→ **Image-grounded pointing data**

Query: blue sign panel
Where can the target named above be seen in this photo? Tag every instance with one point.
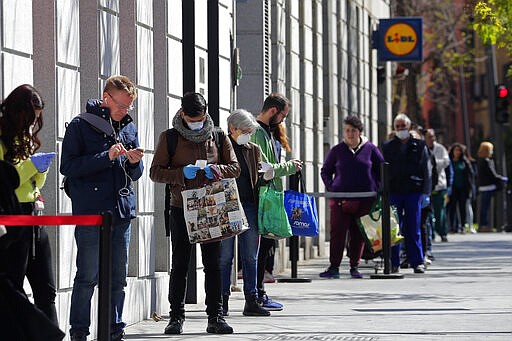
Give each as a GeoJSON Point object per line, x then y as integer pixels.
{"type": "Point", "coordinates": [400, 39]}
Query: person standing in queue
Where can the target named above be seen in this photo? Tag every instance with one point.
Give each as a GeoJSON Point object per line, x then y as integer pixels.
{"type": "Point", "coordinates": [351, 166]}
{"type": "Point", "coordinates": [241, 125]}
{"type": "Point", "coordinates": [100, 169]}
{"type": "Point", "coordinates": [195, 142]}
{"type": "Point", "coordinates": [410, 179]}
{"type": "Point", "coordinates": [275, 110]}
{"type": "Point", "coordinates": [29, 252]}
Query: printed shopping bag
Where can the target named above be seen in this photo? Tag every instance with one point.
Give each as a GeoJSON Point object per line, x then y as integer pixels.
{"type": "Point", "coordinates": [301, 210]}
{"type": "Point", "coordinates": [371, 226]}
{"type": "Point", "coordinates": [214, 212]}
{"type": "Point", "coordinates": [272, 219]}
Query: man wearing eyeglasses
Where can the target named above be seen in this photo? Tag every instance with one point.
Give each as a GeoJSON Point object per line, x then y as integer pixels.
{"type": "Point", "coordinates": [100, 166]}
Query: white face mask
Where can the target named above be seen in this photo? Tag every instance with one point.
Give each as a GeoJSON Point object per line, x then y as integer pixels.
{"type": "Point", "coordinates": [402, 134]}
{"type": "Point", "coordinates": [243, 139]}
{"type": "Point", "coordinates": [195, 126]}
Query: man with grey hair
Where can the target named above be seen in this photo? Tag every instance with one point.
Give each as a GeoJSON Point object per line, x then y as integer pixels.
{"type": "Point", "coordinates": [410, 178]}
{"type": "Point", "coordinates": [440, 192]}
{"type": "Point", "coordinates": [241, 125]}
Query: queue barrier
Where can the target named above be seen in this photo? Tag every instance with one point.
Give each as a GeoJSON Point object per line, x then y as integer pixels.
{"type": "Point", "coordinates": [104, 221]}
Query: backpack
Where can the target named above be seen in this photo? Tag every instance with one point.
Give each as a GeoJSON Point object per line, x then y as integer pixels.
{"type": "Point", "coordinates": [172, 142]}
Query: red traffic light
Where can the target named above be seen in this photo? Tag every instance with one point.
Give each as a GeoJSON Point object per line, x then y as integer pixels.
{"type": "Point", "coordinates": [502, 91]}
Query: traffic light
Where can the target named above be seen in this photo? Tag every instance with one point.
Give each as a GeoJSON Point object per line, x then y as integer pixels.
{"type": "Point", "coordinates": [502, 115]}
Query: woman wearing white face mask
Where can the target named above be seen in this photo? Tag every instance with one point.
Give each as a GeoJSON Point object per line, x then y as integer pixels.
{"type": "Point", "coordinates": [241, 125]}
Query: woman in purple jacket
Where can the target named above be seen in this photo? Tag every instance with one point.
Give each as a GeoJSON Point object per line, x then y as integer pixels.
{"type": "Point", "coordinates": [351, 166]}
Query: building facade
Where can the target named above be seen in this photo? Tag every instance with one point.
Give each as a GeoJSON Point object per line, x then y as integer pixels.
{"type": "Point", "coordinates": [317, 52]}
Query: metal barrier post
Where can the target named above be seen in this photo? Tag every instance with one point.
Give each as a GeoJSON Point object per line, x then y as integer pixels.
{"type": "Point", "coordinates": [294, 244]}
{"type": "Point", "coordinates": [105, 277]}
{"type": "Point", "coordinates": [386, 225]}
{"type": "Point", "coordinates": [386, 228]}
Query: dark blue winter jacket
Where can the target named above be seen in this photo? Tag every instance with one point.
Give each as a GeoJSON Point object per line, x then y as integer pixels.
{"type": "Point", "coordinates": [95, 182]}
{"type": "Point", "coordinates": [410, 169]}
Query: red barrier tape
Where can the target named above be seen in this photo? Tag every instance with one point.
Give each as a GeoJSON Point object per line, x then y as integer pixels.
{"type": "Point", "coordinates": [28, 220]}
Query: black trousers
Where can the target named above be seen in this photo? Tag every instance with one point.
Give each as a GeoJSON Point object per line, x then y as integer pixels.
{"type": "Point", "coordinates": [181, 251]}
{"type": "Point", "coordinates": [19, 260]}
{"type": "Point", "coordinates": [266, 247]}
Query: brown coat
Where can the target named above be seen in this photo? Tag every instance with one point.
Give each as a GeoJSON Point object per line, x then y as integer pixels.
{"type": "Point", "coordinates": [170, 171]}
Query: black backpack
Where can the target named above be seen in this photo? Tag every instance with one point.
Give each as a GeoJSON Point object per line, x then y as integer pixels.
{"type": "Point", "coordinates": [172, 141]}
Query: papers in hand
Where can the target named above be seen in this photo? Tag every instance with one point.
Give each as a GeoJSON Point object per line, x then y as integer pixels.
{"type": "Point", "coordinates": [267, 170]}
{"type": "Point", "coordinates": [201, 163]}
{"type": "Point", "coordinates": [264, 167]}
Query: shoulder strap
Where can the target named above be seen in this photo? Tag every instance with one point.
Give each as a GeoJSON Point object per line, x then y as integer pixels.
{"type": "Point", "coordinates": [98, 123]}
{"type": "Point", "coordinates": [218, 137]}
{"type": "Point", "coordinates": [172, 141]}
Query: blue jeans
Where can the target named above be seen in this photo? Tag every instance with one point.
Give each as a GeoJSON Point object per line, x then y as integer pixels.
{"type": "Point", "coordinates": [86, 278]}
{"type": "Point", "coordinates": [248, 242]}
{"type": "Point", "coordinates": [181, 253]}
{"type": "Point", "coordinates": [485, 204]}
{"type": "Point", "coordinates": [408, 207]}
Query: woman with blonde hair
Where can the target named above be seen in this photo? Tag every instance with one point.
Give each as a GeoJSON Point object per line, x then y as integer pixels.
{"type": "Point", "coordinates": [488, 183]}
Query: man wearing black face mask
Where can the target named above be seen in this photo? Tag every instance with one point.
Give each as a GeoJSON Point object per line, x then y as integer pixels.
{"type": "Point", "coordinates": [410, 179]}
{"type": "Point", "coordinates": [195, 142]}
{"type": "Point", "coordinates": [275, 110]}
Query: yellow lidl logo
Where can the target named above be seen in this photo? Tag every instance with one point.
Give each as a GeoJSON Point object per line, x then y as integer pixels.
{"type": "Point", "coordinates": [400, 39]}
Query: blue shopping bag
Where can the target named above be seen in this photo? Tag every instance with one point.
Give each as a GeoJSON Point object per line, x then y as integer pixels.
{"type": "Point", "coordinates": [301, 211]}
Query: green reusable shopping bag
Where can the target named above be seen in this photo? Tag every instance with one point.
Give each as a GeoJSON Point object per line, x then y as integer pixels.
{"type": "Point", "coordinates": [272, 219]}
{"type": "Point", "coordinates": [370, 226]}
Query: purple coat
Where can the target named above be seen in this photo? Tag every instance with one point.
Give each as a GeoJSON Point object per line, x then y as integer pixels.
{"type": "Point", "coordinates": [346, 171]}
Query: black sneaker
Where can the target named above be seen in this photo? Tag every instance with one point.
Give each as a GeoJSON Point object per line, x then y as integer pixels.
{"type": "Point", "coordinates": [331, 272]}
{"type": "Point", "coordinates": [175, 326]}
{"type": "Point", "coordinates": [354, 272]}
{"type": "Point", "coordinates": [78, 337]}
{"type": "Point", "coordinates": [217, 325]}
{"type": "Point", "coordinates": [252, 308]}
{"type": "Point", "coordinates": [118, 337]}
{"type": "Point", "coordinates": [419, 269]}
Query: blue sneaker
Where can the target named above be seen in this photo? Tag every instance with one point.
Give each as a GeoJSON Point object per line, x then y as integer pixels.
{"type": "Point", "coordinates": [330, 273]}
{"type": "Point", "coordinates": [268, 304]}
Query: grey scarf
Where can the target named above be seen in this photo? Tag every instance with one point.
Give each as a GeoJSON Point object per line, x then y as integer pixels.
{"type": "Point", "coordinates": [191, 135]}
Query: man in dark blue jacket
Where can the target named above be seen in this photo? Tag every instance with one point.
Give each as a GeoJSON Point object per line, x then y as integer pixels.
{"type": "Point", "coordinates": [100, 166]}
{"type": "Point", "coordinates": [410, 177]}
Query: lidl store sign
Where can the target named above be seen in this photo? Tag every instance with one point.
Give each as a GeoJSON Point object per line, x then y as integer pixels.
{"type": "Point", "coordinates": [400, 39]}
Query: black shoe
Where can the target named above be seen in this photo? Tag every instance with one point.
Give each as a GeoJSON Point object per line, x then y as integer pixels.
{"type": "Point", "coordinates": [419, 269]}
{"type": "Point", "coordinates": [118, 337]}
{"type": "Point", "coordinates": [175, 326]}
{"type": "Point", "coordinates": [252, 308]}
{"type": "Point", "coordinates": [225, 305]}
{"type": "Point", "coordinates": [217, 325]}
{"type": "Point", "coordinates": [78, 337]}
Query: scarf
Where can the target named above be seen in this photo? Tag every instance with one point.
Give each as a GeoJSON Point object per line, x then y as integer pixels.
{"type": "Point", "coordinates": [199, 136]}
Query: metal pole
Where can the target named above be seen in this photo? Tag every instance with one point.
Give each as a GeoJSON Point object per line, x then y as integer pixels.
{"type": "Point", "coordinates": [386, 229]}
{"type": "Point", "coordinates": [386, 226]}
{"type": "Point", "coordinates": [105, 277]}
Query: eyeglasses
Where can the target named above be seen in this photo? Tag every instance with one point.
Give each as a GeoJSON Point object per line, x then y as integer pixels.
{"type": "Point", "coordinates": [120, 105]}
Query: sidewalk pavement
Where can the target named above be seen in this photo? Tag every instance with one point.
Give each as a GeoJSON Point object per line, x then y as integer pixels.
{"type": "Point", "coordinates": [465, 294]}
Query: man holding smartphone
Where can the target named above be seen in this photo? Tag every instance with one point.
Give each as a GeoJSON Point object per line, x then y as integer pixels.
{"type": "Point", "coordinates": [100, 169]}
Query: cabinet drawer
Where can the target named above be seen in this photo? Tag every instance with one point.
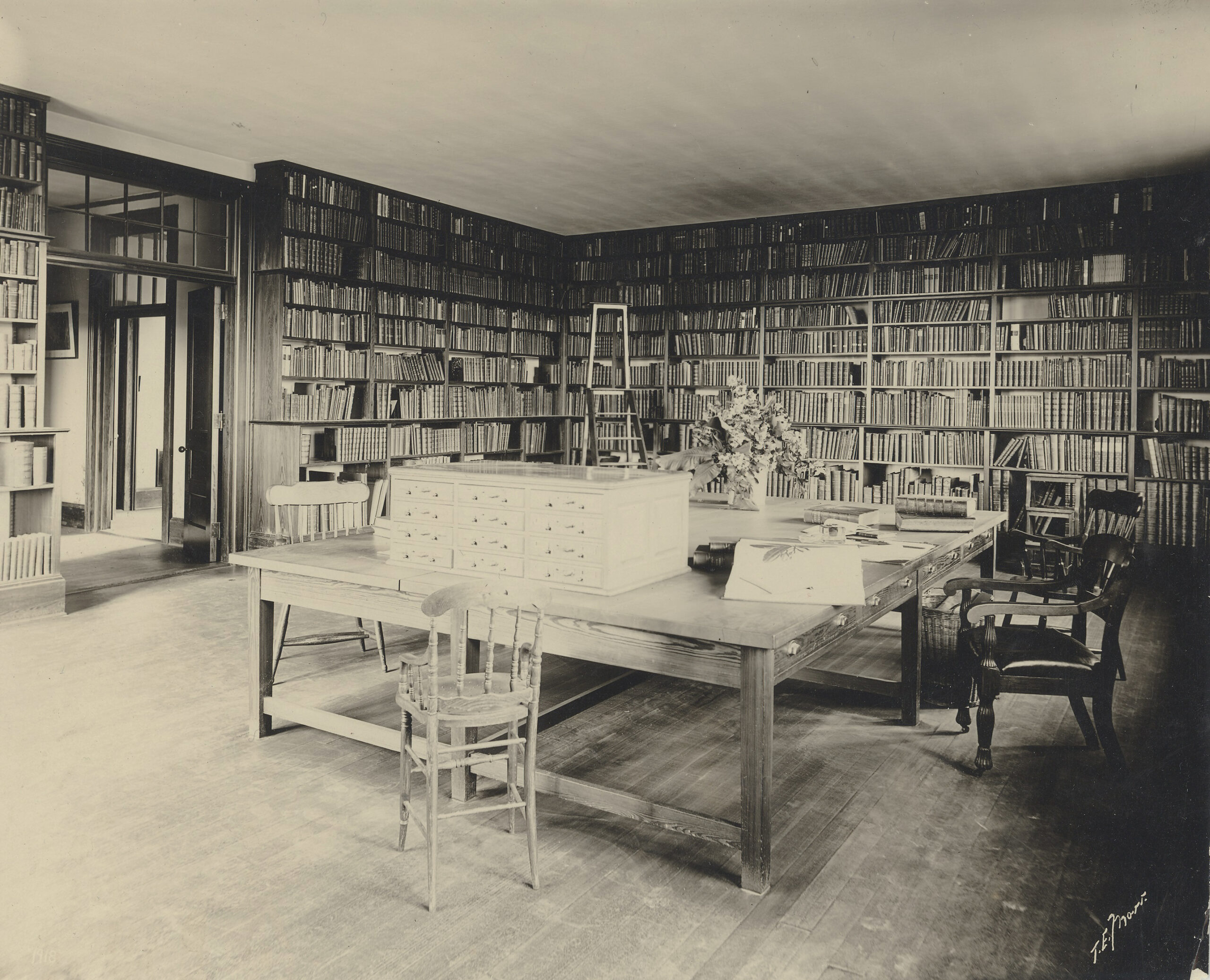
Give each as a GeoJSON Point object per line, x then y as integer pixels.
{"type": "Point", "coordinates": [565, 549]}
{"type": "Point", "coordinates": [565, 524]}
{"type": "Point", "coordinates": [567, 575]}
{"type": "Point", "coordinates": [558, 500]}
{"type": "Point", "coordinates": [424, 534]}
{"type": "Point", "coordinates": [492, 497]}
{"type": "Point", "coordinates": [408, 490]}
{"type": "Point", "coordinates": [420, 554]}
{"type": "Point", "coordinates": [495, 521]}
{"type": "Point", "coordinates": [488, 562]}
{"type": "Point", "coordinates": [491, 540]}
{"type": "Point", "coordinates": [415, 511]}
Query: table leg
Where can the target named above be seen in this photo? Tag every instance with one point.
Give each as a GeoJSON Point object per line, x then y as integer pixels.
{"type": "Point", "coordinates": [260, 657]}
{"type": "Point", "coordinates": [755, 766]}
{"type": "Point", "coordinates": [464, 783]}
{"type": "Point", "coordinates": [909, 659]}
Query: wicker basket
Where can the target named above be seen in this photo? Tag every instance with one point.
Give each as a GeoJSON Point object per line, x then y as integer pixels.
{"type": "Point", "coordinates": [943, 679]}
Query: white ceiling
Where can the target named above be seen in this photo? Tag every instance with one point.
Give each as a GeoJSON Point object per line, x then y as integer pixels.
{"type": "Point", "coordinates": [597, 115]}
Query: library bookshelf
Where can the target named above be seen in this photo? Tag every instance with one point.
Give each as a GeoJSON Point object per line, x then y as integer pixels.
{"type": "Point", "coordinates": [394, 329]}
{"type": "Point", "coordinates": [951, 346]}
{"type": "Point", "coordinates": [31, 582]}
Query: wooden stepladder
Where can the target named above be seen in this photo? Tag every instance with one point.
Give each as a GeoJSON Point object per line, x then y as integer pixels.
{"type": "Point", "coordinates": [613, 430]}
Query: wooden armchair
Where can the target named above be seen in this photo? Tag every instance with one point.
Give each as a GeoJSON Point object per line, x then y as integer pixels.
{"type": "Point", "coordinates": [1040, 660]}
{"type": "Point", "coordinates": [309, 511]}
{"type": "Point", "coordinates": [1106, 512]}
{"type": "Point", "coordinates": [461, 701]}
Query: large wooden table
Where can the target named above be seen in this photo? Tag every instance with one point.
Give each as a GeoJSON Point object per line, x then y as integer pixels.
{"type": "Point", "coordinates": [681, 627]}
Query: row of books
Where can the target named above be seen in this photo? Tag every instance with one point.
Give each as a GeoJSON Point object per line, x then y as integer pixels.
{"type": "Point", "coordinates": [1174, 333]}
{"type": "Point", "coordinates": [1065, 453]}
{"type": "Point", "coordinates": [1174, 513]}
{"type": "Point", "coordinates": [17, 357]}
{"type": "Point", "coordinates": [22, 211]}
{"type": "Point", "coordinates": [20, 258]}
{"type": "Point", "coordinates": [18, 407]}
{"type": "Point", "coordinates": [964, 277]}
{"type": "Point", "coordinates": [326, 403]}
{"type": "Point", "coordinates": [926, 448]}
{"type": "Point", "coordinates": [21, 158]}
{"type": "Point", "coordinates": [18, 301]}
{"type": "Point", "coordinates": [325, 325]}
{"type": "Point", "coordinates": [717, 345]}
{"type": "Point", "coordinates": [323, 189]}
{"type": "Point", "coordinates": [1107, 411]}
{"type": "Point", "coordinates": [1083, 372]}
{"type": "Point", "coordinates": [355, 444]}
{"type": "Point", "coordinates": [1076, 335]}
{"type": "Point", "coordinates": [1042, 274]}
{"type": "Point", "coordinates": [311, 256]}
{"type": "Point", "coordinates": [500, 370]}
{"type": "Point", "coordinates": [311, 293]}
{"type": "Point", "coordinates": [408, 333]}
{"type": "Point", "coordinates": [812, 373]}
{"type": "Point", "coordinates": [822, 407]}
{"type": "Point", "coordinates": [323, 362]}
{"type": "Point", "coordinates": [27, 557]}
{"type": "Point", "coordinates": [298, 216]}
{"type": "Point", "coordinates": [1176, 460]}
{"type": "Point", "coordinates": [816, 286]}
{"type": "Point", "coordinates": [714, 373]}
{"type": "Point", "coordinates": [425, 441]}
{"type": "Point", "coordinates": [928, 408]}
{"type": "Point", "coordinates": [815, 342]}
{"type": "Point", "coordinates": [931, 372]}
{"type": "Point", "coordinates": [1174, 373]}
{"type": "Point", "coordinates": [420, 367]}
{"type": "Point", "coordinates": [1183, 414]}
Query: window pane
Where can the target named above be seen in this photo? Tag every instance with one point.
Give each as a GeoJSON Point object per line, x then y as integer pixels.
{"type": "Point", "coordinates": [178, 212]}
{"type": "Point", "coordinates": [143, 205]}
{"type": "Point", "coordinates": [107, 235]}
{"type": "Point", "coordinates": [66, 190]}
{"type": "Point", "coordinates": [211, 251]}
{"type": "Point", "coordinates": [211, 217]}
{"type": "Point", "coordinates": [107, 198]}
{"type": "Point", "coordinates": [67, 229]}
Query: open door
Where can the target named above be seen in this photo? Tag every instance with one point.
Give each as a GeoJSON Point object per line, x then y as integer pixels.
{"type": "Point", "coordinates": [202, 532]}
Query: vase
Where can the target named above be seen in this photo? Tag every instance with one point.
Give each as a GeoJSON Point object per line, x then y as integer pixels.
{"type": "Point", "coordinates": [748, 493]}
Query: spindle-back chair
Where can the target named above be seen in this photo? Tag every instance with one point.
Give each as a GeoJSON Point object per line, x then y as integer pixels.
{"type": "Point", "coordinates": [460, 700]}
{"type": "Point", "coordinates": [318, 510]}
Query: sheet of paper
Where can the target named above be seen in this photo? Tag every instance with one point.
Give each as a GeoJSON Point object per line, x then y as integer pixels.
{"type": "Point", "coordinates": [786, 571]}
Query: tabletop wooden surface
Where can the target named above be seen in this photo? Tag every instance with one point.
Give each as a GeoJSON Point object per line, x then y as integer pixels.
{"type": "Point", "coordinates": [688, 605]}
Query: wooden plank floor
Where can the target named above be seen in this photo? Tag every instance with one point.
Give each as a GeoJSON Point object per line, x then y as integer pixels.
{"type": "Point", "coordinates": [147, 836]}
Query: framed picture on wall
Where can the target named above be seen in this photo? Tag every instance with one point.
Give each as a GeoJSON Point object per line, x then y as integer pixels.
{"type": "Point", "coordinates": [62, 323]}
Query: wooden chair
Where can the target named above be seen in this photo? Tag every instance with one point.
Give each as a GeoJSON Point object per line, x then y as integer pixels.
{"type": "Point", "coordinates": [318, 510]}
{"type": "Point", "coordinates": [1040, 660]}
{"type": "Point", "coordinates": [1106, 512]}
{"type": "Point", "coordinates": [460, 700]}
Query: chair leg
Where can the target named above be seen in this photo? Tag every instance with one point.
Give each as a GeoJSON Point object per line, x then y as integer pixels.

→ **WORK TO BE COMPLETED**
Each line from the one containing "Query: tabletop wooden surface" through the end of the entries, both included, is to be returned exactly, with no other lines.

→ **REPLY TO THE TASK**
Query: tabletop wooden surface
Where can the target named above be seen in this photo? Tag every instance with one point.
Give each as a GeoJSON Point object per line, x then y as integer pixels.
{"type": "Point", "coordinates": [688, 605]}
Query: wooden plank floor
Where can the target named above be seen in this photo? Tag every instance with one point.
Give each as a GeoJSON Point object per line, x then y as integer pixels.
{"type": "Point", "coordinates": [147, 836]}
Query: framed picture on wall
Where can the target named above be seen in this photo? Tag every instance with one point.
Give each as a GeoJSON Point object per line, x then y as integer pixels.
{"type": "Point", "coordinates": [62, 323]}
Query: wooden chair
Where can the target named above be seen in this photo? Tag every instance with one point.
Give each as a GeoJSON Point object per line, x then y as integer pixels.
{"type": "Point", "coordinates": [318, 510]}
{"type": "Point", "coordinates": [1040, 660]}
{"type": "Point", "coordinates": [1106, 512]}
{"type": "Point", "coordinates": [460, 700]}
Query: chair leg
Where can the target named above be seen in this photo? Tag every instance with one point.
Give each as a GeoJSON Point object per line, x then y as integer pixels.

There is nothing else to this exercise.